> [Document extract]
All acidic foods - fruits, pickled vegetables, sugar preserves, and tomatoes with a little added acidity (lemon juice, vinegar, or citric acid) - may be safely processed in a boiling water bath.

So today I am pressure canning white chicken chili. It is simple to make, and delicious!

Ingredients
1 tbls extra virgin olive oil
2 chopped bell peppers (I used one red and 1 green for color variety)
3 heaping tablespoons of minced garlic
1 can diced tomatoes (or equivalent of fresh diced tomatoes)
1 7oz can of green chilis
3 to 6 tablespoons chili powder
2 tablespoons cumin
2 teaspoons oregano
16 oz of chicken broth (can or box)
3 cups of water
1/2 -1 cup of corn (your preference how much your family likes corn)
3 decent sized chicken breasts (boil simmering in about 2 inches of water and some Cumin and chili powder until you can easily shred them)
3 cups dried great Northern Beans (or other white variety)
1 cup Black beans, rinsed well.


Directions:
1.) Prepare pressure canner. Heat jars and lids in simmering water until ready for use. Do not boil. Set bands aside.
2.) Heat extra virgin olive oil with onions and garlic, cook until soft.
3) Add remaining ingredients. Bring to a boil. Reduce heat and simmer for 30-45 minutes, stirring occasionally.
4.) Ladle hot chili into hot jars leaving 1 inch headspace. Remove air bubbles. Wipe rim. Center hot lid on jar. Apply band and adjust until fit is fingertip tight.
5.) Process filled jars in a pressure canner at 10 pounds pressure 1 hour and 30 minutes for pints, adjusting for altitude.
6) Remove jars and cool. Check lids for seal after 24 hours. Lid should not flex up and down when center is pressed.

> [Material provided]
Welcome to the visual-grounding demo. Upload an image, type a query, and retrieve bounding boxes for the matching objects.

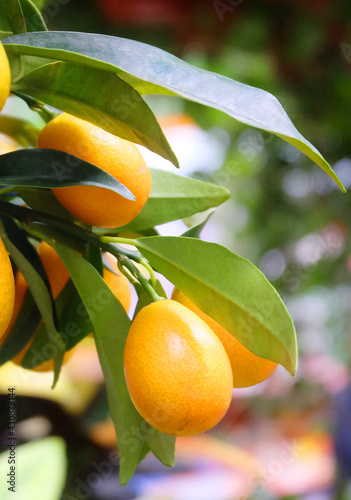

> [What this task involves] Can you turn the canning recipe's step beginning "Ladle hot chili into hot jars" into a short list that keeps its main facts? The material stands apart from the canning recipe.

> [Response to the task]
- Ladle hot chili into hot jars, leaving 1 inch of headspace.
- Remove air bubbles and wipe the rim.
- Center a hot lid on the jar.
- Apply the band and adjust it to fingertip tight.